## Directions
• 1. In the openQA job-restart discussion, what would allowing a restart of a job that has already been cloned require?
• 2. Carry the openQA job-restart discussion forward from its last line.

## Document passage
I can see, that this new behaviour still requires the traditional restart method and we can avoid lots of upcoming issues by allowing that
I would even suggest to restore the default, but add the restart child+parents as additional option in the webui because it is a) non-destructive, b) arguably what a user expects when clicking restart this job and c) probably (and arguably) used more often than restart child+parent. Also because some of the new feature requests are things, that were possible before.

So, the new feature of restarting a child+parent is definitely good and adds possibilities to openQA, but I'm wondering if the Beijing colleagues would like to keep this as default behaviour? Perhaps we should consider this as additional but not default feature in openQA? What do you think?

#5 Updated by mkittler over 1 year ago

Once a child is restarted, the full dependency tree is gone. Which means you always end up in individual subtrees, where a bunch of jobs are successful, while other jobs are not visible any more. This makes openQA reviews a major inconvenience and people will complain about this very soon. This also increases the risk of losing test coverage, as it's siblings will not be displayed any more

I've created #69976 for that.

it is also very likely that we get what we need after more than once of rerun by restarting different branch sets from original full tree, but not only from the last time's restarted incomplete tree.

So far we've never allowed restarting a job which has already been cloned. Allowing that now would mean changing the database schema and every piece of code using it. I doubt we want to go down that road. I know that it is annoying that you can not restart a directly chained child after you have already been restarted its directly chained sibling. That's what you're after, right? Maybe I'll find a solution for this.

Cropping the dependency graph

Sorry, I'm not following what you mean by that. Note that this is the ticket about advanced restarting which is not that much concerned with the dependency graph.

The newly upcoming issues might suggest that restarting parent jobs for children is necessary but perhaps should not be the default, as it is destructive

The directly chained dependency would not work without restarting the parent. I'm afraid that directly chained dependencies come with certain disadvantages which can not be easily solved. Restarting directly chained parent is the right thing to do. It merely reveals a disadvantage of using directly chained dependencies. Please think twice whether you actually need to use directly chained dependencies in the first place. If skipping the parent works for you then you likely have a very constrained setup and can use regularly chained dependencies.

The old behaviour is apparently still needed, also if the new approach is active (e.g. restarting siblings)

## Data for analysis
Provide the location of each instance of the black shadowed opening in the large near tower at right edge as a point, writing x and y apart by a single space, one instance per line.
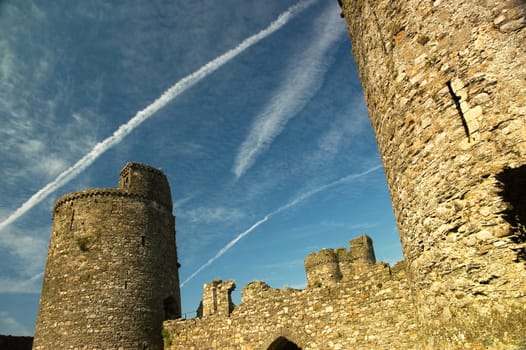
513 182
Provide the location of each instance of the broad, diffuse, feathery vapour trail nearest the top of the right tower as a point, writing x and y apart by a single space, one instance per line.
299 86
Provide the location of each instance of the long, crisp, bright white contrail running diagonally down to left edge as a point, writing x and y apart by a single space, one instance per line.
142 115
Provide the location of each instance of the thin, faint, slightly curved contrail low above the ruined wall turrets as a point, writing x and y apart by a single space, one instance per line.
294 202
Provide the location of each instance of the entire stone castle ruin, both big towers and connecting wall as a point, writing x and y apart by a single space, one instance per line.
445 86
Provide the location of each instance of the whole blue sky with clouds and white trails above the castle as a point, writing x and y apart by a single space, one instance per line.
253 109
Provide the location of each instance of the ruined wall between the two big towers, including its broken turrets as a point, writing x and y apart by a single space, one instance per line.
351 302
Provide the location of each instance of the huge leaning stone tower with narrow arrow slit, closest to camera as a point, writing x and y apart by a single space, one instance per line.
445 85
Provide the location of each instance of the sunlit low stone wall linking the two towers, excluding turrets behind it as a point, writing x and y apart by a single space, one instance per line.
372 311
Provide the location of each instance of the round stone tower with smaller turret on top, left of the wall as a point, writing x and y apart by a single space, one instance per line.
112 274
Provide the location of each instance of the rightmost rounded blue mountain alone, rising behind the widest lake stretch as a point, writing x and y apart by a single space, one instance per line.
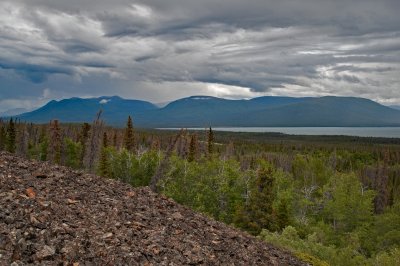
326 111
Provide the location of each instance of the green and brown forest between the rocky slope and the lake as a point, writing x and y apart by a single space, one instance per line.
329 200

* * *

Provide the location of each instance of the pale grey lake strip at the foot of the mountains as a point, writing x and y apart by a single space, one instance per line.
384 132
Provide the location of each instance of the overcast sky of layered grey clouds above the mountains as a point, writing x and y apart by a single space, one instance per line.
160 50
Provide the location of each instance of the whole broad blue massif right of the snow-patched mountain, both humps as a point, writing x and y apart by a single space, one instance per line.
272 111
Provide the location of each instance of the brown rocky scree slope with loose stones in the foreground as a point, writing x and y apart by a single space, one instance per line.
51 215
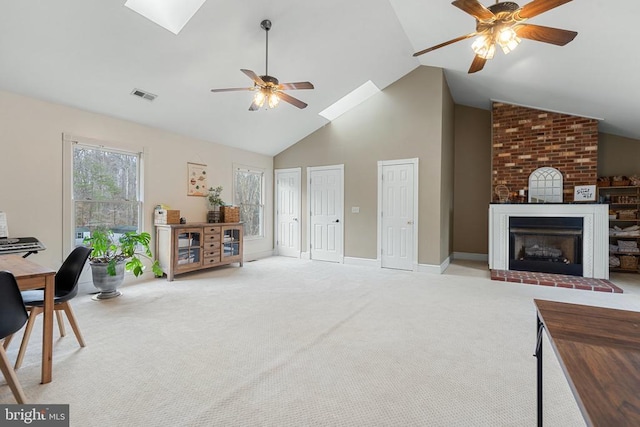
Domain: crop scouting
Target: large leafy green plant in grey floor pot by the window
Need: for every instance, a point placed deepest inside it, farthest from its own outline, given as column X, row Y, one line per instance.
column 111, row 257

## Answers given
• 1. Changing the database schema and every piece of code that uses it.

• 2.
If you restart directly chained siblings one after each other without restarting the parent you'll break the direct chain. If it worked for you before that means using regularly chained dependencies would be sufficient in your case.

Don't crop the dependency graph when restarting the parents This point is tricky. What happens about already completed jobs in another subtree?

I still don't follow. I can just redirect you to #69976 where I already noted down some thought about displaying the dependency tree for cloned jobs.

So, the new feature of restarting a child+parent is definitely good and adds possibilities to openQA

Restarting the parent is not a feature. It is a bug fix. Without that fix, directly chained dependencies don't work when restarting them and are basically just as good as regularly chained dependencies. When I implemented directly chained dependencies it was a mistake not to restart the parent as well. It should have been like this from the beginning.

Perhaps we should consider this as additional but not default feature in openQA? What do you think?

No, we shouldn't. I consider it a bug fix to make something which was broken before working again. If you didn't notice it was broken then please just use regularly chained dependencies because in your setup you're clearly not benefiting from the actual feature which the directly chained dependencies provide.


I'll look into your comments with the example dependency tree later.

#6 Updated by ph03nix over 1 year ago

10402
10408

mkittler wrote:

Once a child is restarted, the full dependency tree is gone. Which means you always end up in individual subtrees, where a bunch of jobs are successful, while other jobs are not visible any more. This makes openQA reviews a major inconvenience and people will complain about this very soon. This also increases the risk of losing test coverage, as it's siblings will not be displayed any more

I've created #69976 for that.

it is also very likely that we get what we need after more than once of rerun by restarting different branch sets from original full tree, but not only from the last time's restarted incomplete tree.

So far we've never allowed restarting a job which has already been cloned. Allowing that now would mean changing the database schema and every piece of code using it. I doubt we want to go down that road. I know that it is annoying that you can not restart a directly chained child after you have already been restarted its directly chained sibling. That's what you're after, right? Maybe I'll find a solution for this.

Cropping the dependency graph

Sorry, I'm not following what you mean by that. Note that this is the ticket about advanced restarting which is not that much concerned with the dependency graph.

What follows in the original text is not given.